Excerpted text -
Code Analysis Flow

Availability

OSS

TL;DR

Use this workflow to reverse engineer an existing codebase into grounded architecture documentation.
Use it when you need to understand a repository, module, feature, or API before refactoring, onboarding, testing, modernization, or requirements recovery.
It produces either docs/<feature>/analysis.md for SMALL scope or docs/<feature>/module-<module>.md plus docs/<feature>/summary.md for LARGE scope.
It asks only critical or high impact questions, records assumptions, and keeps every claim tied to code or docs.
Requirements extraction is optional and runs only when you explicitly ask for it.
Review gates happen at critical unknowns, inside the optional requirements workflow when that branch is requested, and again before final approval of the analysis.

When To Use This Workflow

Analyze a repository, module, feature, API surface, or service boundary.
Explain how a system works without proposing implementation changes.
Build an architecture baseline before modernization or large refactoring.
Document components, data models, dependencies, logic flow, and edge cases.
Recover requirements from code when the original requirements are missing and you explicitly want requirements artifacts.

When Not To Use This Workflow

Do not use it for implementation work. Use Coding Flow.
Do not use it for greenfield requirements from business intent. Use Requirements Documentation Authoring Flow.
Do not use it for broad external research. Use Research Flow.
Do not use it when your main goal is redesign, migration planning, or refactor proposals. This workflow documents current behavior first.

The input -

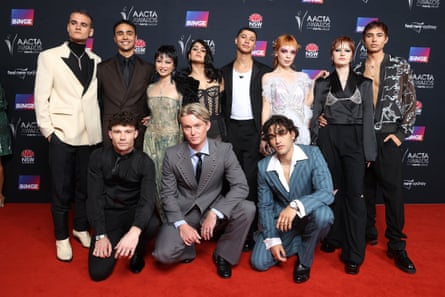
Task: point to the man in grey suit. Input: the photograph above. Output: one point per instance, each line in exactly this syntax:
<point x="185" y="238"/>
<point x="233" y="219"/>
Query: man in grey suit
<point x="123" y="81"/>
<point x="294" y="192"/>
<point x="195" y="206"/>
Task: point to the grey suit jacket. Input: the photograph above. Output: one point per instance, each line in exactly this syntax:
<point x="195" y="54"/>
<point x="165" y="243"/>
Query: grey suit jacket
<point x="180" y="191"/>
<point x="310" y="183"/>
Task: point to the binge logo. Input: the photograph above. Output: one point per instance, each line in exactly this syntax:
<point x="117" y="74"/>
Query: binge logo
<point x="22" y="17"/>
<point x="197" y="19"/>
<point x="362" y="22"/>
<point x="418" y="134"/>
<point x="313" y="1"/>
<point x="24" y="101"/>
<point x="311" y="72"/>
<point x="29" y="182"/>
<point x="419" y="54"/>
<point x="260" y="49"/>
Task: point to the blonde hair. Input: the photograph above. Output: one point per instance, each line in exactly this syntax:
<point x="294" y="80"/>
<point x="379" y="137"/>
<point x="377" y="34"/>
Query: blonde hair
<point x="283" y="40"/>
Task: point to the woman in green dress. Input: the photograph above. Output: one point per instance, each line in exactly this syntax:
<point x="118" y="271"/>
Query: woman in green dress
<point x="5" y="140"/>
<point x="164" y="102"/>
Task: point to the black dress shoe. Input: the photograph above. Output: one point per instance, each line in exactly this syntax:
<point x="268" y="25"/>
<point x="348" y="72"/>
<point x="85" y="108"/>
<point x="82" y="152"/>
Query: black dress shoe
<point x="301" y="273"/>
<point x="328" y="247"/>
<point x="137" y="263"/>
<point x="248" y="245"/>
<point x="402" y="261"/>
<point x="223" y="267"/>
<point x="352" y="268"/>
<point x="187" y="261"/>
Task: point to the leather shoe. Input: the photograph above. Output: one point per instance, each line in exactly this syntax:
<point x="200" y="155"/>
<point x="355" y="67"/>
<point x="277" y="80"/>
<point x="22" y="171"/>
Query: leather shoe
<point x="402" y="261"/>
<point x="223" y="267"/>
<point x="248" y="245"/>
<point x="64" y="250"/>
<point x="301" y="273"/>
<point x="83" y="237"/>
<point x="328" y="247"/>
<point x="137" y="263"/>
<point x="352" y="268"/>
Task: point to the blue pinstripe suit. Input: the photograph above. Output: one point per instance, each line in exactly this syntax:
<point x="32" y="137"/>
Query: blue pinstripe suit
<point x="311" y="184"/>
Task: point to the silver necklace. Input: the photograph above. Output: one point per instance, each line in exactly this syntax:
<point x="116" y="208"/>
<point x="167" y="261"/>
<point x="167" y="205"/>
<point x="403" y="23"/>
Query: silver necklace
<point x="78" y="58"/>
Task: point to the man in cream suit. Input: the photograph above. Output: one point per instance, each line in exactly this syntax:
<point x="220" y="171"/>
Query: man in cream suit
<point x="294" y="192"/>
<point x="192" y="196"/>
<point x="115" y="92"/>
<point x="68" y="115"/>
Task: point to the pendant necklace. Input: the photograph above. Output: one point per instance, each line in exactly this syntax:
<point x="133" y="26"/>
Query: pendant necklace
<point x="78" y="58"/>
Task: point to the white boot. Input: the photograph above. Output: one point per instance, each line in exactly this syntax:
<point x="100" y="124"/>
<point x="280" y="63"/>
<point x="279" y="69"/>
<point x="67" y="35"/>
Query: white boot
<point x="64" y="250"/>
<point x="84" y="237"/>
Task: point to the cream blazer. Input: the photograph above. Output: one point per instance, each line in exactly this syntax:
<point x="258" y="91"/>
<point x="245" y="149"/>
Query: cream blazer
<point x="61" y="105"/>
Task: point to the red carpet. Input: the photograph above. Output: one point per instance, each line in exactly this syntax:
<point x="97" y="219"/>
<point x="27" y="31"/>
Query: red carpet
<point x="28" y="266"/>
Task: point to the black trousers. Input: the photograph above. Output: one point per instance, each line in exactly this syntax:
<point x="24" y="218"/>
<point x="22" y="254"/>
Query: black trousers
<point x="245" y="139"/>
<point x="386" y="174"/>
<point x="100" y="268"/>
<point x="342" y="146"/>
<point x="68" y="167"/>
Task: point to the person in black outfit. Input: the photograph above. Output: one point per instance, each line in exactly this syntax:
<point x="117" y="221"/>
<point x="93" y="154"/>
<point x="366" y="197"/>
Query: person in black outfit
<point x="241" y="108"/>
<point x="121" y="200"/>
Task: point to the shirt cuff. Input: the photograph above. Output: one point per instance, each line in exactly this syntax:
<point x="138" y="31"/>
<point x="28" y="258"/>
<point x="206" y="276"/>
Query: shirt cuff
<point x="270" y="242"/>
<point x="179" y="223"/>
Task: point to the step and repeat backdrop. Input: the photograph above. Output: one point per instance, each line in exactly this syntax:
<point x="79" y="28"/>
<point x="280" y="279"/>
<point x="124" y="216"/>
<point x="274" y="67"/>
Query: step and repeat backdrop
<point x="28" y="27"/>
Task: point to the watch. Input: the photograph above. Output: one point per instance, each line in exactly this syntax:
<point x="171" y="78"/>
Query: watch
<point x="293" y="204"/>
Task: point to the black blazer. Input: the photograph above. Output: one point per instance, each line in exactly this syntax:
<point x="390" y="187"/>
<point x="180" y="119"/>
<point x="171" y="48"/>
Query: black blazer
<point x="256" y="98"/>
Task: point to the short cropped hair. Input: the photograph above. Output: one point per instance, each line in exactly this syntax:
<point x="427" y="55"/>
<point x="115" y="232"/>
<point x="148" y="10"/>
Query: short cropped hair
<point x="281" y="121"/>
<point x="196" y="109"/>
<point x="124" y="118"/>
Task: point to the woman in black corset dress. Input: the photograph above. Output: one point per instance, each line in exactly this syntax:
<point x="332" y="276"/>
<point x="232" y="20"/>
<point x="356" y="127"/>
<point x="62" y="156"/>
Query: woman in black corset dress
<point x="210" y="85"/>
<point x="348" y="144"/>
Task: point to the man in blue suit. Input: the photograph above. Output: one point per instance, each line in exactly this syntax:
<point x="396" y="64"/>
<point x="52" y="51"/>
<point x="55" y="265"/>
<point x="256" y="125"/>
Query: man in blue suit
<point x="294" y="191"/>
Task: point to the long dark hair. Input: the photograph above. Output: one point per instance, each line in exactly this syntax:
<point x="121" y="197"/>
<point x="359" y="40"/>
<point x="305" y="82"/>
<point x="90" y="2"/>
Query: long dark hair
<point x="210" y="71"/>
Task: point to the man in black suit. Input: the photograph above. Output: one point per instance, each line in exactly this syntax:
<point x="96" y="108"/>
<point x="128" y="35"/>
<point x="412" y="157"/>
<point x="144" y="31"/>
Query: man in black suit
<point x="242" y="110"/>
<point x="123" y="80"/>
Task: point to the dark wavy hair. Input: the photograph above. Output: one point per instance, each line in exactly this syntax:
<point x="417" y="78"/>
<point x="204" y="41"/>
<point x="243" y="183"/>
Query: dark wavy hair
<point x="210" y="71"/>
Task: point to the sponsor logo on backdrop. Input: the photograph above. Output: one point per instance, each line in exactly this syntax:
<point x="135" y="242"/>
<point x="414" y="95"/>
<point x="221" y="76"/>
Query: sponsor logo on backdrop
<point x="318" y="23"/>
<point x="424" y="3"/>
<point x="24" y="101"/>
<point x="419" y="107"/>
<point x="362" y="22"/>
<point x="22" y="17"/>
<point x="311" y="51"/>
<point x="260" y="49"/>
<point x="27" y="157"/>
<point x="196" y="19"/>
<point x="21" y="73"/>
<point x="419" y="26"/>
<point x="255" y="21"/>
<point x="313" y="1"/>
<point x="311" y="72"/>
<point x="140" y="47"/>
<point x="423" y="80"/>
<point x="418" y="134"/>
<point x="140" y="17"/>
<point x="416" y="159"/>
<point x="29" y="182"/>
<point x="23" y="45"/>
<point x="419" y="54"/>
<point x="410" y="184"/>
<point x="301" y="18"/>
<point x="184" y="43"/>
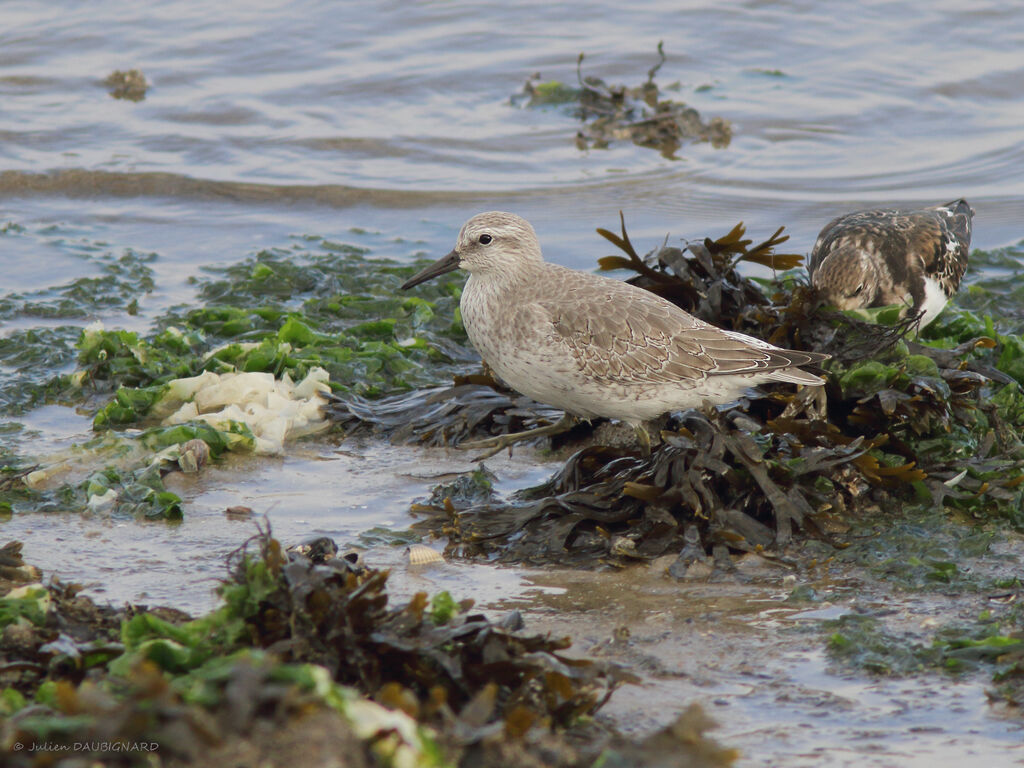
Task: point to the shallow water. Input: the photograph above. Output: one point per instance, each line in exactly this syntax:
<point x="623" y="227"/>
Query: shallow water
<point x="385" y="126"/>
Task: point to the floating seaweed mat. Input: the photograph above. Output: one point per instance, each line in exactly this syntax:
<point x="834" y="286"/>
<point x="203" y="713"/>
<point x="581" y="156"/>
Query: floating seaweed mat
<point x="641" y="114"/>
<point x="336" y="615"/>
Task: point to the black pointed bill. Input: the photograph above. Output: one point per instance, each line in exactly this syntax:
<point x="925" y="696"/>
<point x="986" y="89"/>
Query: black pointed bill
<point x="445" y="264"/>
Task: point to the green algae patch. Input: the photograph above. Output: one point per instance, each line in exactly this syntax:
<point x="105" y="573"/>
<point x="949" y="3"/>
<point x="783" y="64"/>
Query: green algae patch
<point x="427" y="683"/>
<point x="989" y="644"/>
<point x="903" y="426"/>
<point x="286" y="313"/>
<point x="320" y="311"/>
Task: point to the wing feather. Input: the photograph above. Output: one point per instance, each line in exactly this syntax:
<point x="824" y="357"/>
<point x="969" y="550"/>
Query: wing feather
<point x="652" y="340"/>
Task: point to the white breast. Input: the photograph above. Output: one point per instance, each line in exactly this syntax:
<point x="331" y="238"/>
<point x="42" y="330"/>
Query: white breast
<point x="935" y="300"/>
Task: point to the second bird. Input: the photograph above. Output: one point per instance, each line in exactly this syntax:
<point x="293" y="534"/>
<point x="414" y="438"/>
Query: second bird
<point x="882" y="257"/>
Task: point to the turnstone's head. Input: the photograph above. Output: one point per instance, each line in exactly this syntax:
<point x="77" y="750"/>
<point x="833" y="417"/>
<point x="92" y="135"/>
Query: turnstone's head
<point x="848" y="279"/>
<point x="493" y="243"/>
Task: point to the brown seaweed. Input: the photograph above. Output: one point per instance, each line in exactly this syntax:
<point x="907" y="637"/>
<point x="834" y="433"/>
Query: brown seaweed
<point x="898" y="422"/>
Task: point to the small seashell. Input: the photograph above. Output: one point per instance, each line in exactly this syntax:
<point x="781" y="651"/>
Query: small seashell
<point x="195" y="455"/>
<point x="420" y="554"/>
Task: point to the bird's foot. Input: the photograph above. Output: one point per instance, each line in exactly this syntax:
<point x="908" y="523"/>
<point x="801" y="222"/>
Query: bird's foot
<point x="498" y="443"/>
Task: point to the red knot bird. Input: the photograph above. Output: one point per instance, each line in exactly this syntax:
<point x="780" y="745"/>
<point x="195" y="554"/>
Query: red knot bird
<point x="592" y="345"/>
<point x="882" y="257"/>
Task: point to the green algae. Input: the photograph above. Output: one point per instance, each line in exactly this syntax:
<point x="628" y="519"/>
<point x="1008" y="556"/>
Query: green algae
<point x="451" y="687"/>
<point x="610" y="113"/>
<point x="284" y="311"/>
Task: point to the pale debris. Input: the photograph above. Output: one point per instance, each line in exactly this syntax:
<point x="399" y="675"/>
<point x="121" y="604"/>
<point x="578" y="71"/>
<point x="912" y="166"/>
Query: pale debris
<point x="274" y="410"/>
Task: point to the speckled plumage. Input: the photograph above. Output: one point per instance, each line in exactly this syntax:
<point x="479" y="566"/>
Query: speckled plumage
<point x="592" y="345"/>
<point x="882" y="257"/>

Set of tasks -
1. In the records, take the part that opens with the line containing "Task: point to the red knot" and closes at the end of the records, and write it out again with "green algae" replaced by "green seaweed" and everything else left the same.
2. Continue the page on the code analysis workflow from the point where it stops.

The replies -
1.
Task: point to the red knot bird. Input: the photograph above. Output: one point per instance, each line in exactly this syntax:
<point x="780" y="745"/>
<point x="195" y="554"/>
Query: red knot bird
<point x="592" y="345"/>
<point x="882" y="257"/>
Task: point to the green seaweed. Input: the photograph above. Output: one point per instance, each line in exactly this syntax:
<point x="628" y="519"/>
<point x="1008" y="556"/>
Query: green seaweed
<point x="451" y="687"/>
<point x="610" y="113"/>
<point x="284" y="311"/>
Task: point to the pale debris. Input: the photograph above. Output: one point per instance, each line in exactly this syntax:
<point x="399" y="675"/>
<point x="121" y="604"/>
<point x="578" y="71"/>
<point x="912" y="166"/>
Query: pale debris
<point x="274" y="410"/>
Task: point to the speckled plumage. Input: the photograph above. Output: one point per instance, each line in exactly this syntax:
<point x="479" y="566"/>
Query: speckled plumage
<point x="592" y="345"/>
<point x="882" y="257"/>

2.
Before You Start

Prepare only the workflow specific inputs:

a precise target such as repository, module, feature, or path glob
the question you want answered
explicit non goals
whether you want requirements reverse engineering
known entry points if the behavior crosses APIs, webhooks, CLIs, jobs, or schedulers

Results improve when these Rosetta context files already describe the project well:

docs/CONTEXT.md
docs/ARCHITECTURE.md
docs/CODEMAP.md
docs/TECHSTACK.md
docs/DEPENDENCIES.md

For shared setup and general Rosetta usage, use Usage Guide and Overview.

How To Start

"Explain how the authentication system works."
"Analyze the payment module and document its components, data flow, and external dependencies."
"Reverse engineer the billing API into architecture docs without proposing changes."
"Extract requirements from the reporting module and document the current behavior first."

How Rosetta Shapes This Workflow

Rosetta changes the experience in ways you can see from the outside:

The coding agent loads project context before it starts summarizing code.
The coding agent classifies the scope as SMALL or LARGE before choosing the output shape.
Only critical or high impact questions should interrupt the flow.
Large analysis is partitioned across modules instead of forcing one overloaded summary.
The workflow is documentation only. It forbids generated implementation, refactor proposals, and speculation.
Requirements recovery is opt in. It must not run unless you asked for it.
Rosetta provides the workflow rules and guardrails. The coding agent reads the code and produces the artifacts. Rosetta itself does not see user requests, code, or project data.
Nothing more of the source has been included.